While the sinking of the Sakito-Maru is not mentioned in the film Oba The Last Samurai, we join the film recreating the real life events on Saipan just before the final Banzai charge. Played by Yukata Takenouchi, we revisit the desperate days following the annihilation of the Japanese garrison at Saipan. This film also stars Mao Inoue in the prominent civilian role of camp medic. She is tasked with tending to both the sick & wounded on an island with no natural water source. Other Japanese actors recreate the hardships of the many civilians that his out with Oba's men and those sequestered in the American camps. Daniel Baldwin plays Saipan's first enigmatic gung-ho  Marine commander who sought to hunt and destroy the remaining Japanese on Saipan. Veteran actor Treat Williams would later play Kurgis the more mild mannered commander who replaces Baldwin.

Williams portrayal of Kurgis is done with a level of reason mostly due to the efforts of the Captain Lewis played by Sean McGowan. US Marine Captain Lewis is a man who spent two years in Japan prior to the war and is well versed if not sympathetic to Japanese Culture. He speaks fluent Japanese and is the only one who understands the Bushido mindset the Japanese operate under.
As a writer and aspiring novelist I enjoyed the addition of the Captain Lewis character. He provides insights into Japanese culture not only to his commanders but to the movie going audiences as well. His character also plays the good side of our US Servicemen. In war they say there is good and bad on both sides to any conflict. The Captain Lewis character does just that and in doing so he helps bridge the cultural divide between himself and Captain Oba whose motivations both baffle and frustrate the Marines. There are many human scenes that Yukata Takenouchi would play out. His portrayal of Captain Oba is most outstanding in it's realism and human dignity Takenouchi brings to the character. It is throughout the film in small gestures and selfless sacrifice that Oba comes through as a modern man free of the feudalistic thought that left no room for the living. Takenouchi brings this to life as one could imagine the real Oba Sakae did during thier 512 day  campaign of resistance and survival. As Japan comes to terms with it's war time past in the form of recent big budget movies, this is one film of not only one remarkable man but of two who saved lives in a time when the philosophy of war guaranteed no survival or consideration of those left living. It is one thing to take responsibility for failure by commuting hari-kiri but a larger and even greater task to show greater leadership in the face of certain defeat and continue living.
We at American Mishima admire Captain Oba and the efforts of those both real and fictional who helped bring this story to the world. 
We hope that in time, Oba and his 46 men will be remembered with such honor as another 47 Ronin are celebrated today. Think about it. 47 Japanese Soldiers outwitting over 47,000 US Marines for 512 days!
 But don't take my word for it. Please see this movie and enjoy.


  1. Great article, I was looking to learn more about the movie before i watch it and i felt like i just did.
    I was afraid it was gonna be just another review, but i got sucked into the story pretty quick seeing it was really interesting.
    I love japanese and history and movies so this site is going on top of my bookmark list.
    Keep it up ;)

  2. Domo Arigatou Gozaimasu! We love great movies and love to share them with you here on American Mishima. Thank you for reading!

+ + + +

## ABOUT THIS TASK:
Answer these questions using the film review:
(a) Which actor plays Captain Lewis?
(b) How many days did the campaign of resistance last?
(c) Which actor plays Kurgis?
The data comes from a source unrelated to the film review.

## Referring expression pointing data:

+ + + +

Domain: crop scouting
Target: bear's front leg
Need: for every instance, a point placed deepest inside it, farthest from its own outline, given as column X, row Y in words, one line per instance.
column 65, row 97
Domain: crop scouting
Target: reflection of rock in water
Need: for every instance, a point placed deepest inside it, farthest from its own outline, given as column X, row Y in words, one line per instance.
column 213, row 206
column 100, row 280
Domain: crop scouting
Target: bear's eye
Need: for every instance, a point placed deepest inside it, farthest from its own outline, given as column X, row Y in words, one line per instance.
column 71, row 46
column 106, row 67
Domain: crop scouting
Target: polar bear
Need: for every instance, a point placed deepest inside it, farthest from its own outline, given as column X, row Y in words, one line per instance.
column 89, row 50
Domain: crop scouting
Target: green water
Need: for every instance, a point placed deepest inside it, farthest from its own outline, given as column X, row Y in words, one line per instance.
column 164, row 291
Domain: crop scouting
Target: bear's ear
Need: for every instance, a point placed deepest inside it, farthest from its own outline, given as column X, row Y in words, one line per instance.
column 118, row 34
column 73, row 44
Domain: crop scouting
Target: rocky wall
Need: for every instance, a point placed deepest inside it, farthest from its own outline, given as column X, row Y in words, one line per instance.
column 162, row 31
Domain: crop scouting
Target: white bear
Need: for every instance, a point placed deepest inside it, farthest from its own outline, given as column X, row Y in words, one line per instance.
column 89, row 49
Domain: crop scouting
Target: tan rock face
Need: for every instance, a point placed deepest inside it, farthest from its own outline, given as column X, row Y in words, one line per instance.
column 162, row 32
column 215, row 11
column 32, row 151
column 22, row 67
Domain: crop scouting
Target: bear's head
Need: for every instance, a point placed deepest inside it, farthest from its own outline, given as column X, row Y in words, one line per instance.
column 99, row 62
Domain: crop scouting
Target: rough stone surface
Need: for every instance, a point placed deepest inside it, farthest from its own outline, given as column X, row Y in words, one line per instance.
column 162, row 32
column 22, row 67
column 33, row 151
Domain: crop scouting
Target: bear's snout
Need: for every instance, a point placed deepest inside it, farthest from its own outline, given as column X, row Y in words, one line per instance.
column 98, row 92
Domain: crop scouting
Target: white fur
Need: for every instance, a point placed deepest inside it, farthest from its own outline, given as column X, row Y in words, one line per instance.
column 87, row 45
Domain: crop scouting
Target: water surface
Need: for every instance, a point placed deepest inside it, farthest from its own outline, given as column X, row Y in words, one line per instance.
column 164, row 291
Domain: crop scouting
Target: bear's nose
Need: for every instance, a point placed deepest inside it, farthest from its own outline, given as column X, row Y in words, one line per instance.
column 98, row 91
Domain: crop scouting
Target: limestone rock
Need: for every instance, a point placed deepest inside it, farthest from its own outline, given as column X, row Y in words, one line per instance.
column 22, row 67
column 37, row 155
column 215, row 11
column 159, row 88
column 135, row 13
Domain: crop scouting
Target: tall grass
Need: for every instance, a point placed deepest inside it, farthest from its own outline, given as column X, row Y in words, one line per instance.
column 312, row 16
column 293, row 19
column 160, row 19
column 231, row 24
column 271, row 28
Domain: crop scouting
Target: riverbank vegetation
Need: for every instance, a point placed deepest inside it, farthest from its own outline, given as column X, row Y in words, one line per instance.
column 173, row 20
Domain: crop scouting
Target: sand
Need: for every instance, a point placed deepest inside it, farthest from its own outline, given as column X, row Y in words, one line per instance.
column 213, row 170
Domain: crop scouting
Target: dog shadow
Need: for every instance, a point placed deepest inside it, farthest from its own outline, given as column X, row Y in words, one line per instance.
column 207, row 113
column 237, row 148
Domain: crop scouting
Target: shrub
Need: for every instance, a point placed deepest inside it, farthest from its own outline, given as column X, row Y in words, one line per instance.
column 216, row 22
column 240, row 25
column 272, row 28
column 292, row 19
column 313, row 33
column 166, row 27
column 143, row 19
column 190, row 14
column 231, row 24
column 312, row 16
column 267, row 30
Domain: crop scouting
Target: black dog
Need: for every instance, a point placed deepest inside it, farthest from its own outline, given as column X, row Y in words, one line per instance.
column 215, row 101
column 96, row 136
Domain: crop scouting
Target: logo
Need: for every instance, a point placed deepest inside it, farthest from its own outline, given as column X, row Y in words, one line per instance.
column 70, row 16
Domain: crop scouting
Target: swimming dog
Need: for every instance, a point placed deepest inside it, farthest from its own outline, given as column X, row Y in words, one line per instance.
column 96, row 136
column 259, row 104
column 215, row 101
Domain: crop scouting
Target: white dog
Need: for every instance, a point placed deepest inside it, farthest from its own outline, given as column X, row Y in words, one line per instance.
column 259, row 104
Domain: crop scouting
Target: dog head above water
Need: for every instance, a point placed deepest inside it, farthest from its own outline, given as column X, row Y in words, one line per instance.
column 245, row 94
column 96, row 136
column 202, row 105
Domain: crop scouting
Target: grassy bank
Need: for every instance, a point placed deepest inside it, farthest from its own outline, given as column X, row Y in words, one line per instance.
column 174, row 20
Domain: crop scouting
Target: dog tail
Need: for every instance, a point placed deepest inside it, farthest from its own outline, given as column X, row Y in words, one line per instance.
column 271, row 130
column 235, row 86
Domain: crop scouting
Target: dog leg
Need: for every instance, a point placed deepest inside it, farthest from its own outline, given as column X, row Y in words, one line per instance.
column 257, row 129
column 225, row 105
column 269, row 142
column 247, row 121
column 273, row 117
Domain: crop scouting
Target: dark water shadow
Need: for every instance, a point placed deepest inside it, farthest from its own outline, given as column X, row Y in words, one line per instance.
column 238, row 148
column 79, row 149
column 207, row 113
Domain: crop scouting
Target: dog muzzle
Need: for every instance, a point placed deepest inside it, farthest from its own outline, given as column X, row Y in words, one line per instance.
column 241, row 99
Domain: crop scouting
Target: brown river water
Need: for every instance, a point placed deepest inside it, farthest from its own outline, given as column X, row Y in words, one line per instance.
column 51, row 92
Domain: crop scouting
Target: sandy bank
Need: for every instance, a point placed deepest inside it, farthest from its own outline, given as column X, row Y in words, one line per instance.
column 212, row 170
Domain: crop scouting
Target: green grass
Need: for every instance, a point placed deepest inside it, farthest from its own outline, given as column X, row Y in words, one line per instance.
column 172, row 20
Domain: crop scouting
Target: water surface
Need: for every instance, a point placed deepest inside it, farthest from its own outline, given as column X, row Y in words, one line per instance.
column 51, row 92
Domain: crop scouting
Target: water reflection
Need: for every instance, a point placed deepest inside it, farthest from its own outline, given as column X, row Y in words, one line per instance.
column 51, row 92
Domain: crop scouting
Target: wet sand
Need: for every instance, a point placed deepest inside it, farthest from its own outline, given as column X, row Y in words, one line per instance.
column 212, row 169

+ + + +

## OUTPUT OF THE EXERCISE:
(a) Sean McGowan
(b) 512 days
(c) Treat Williams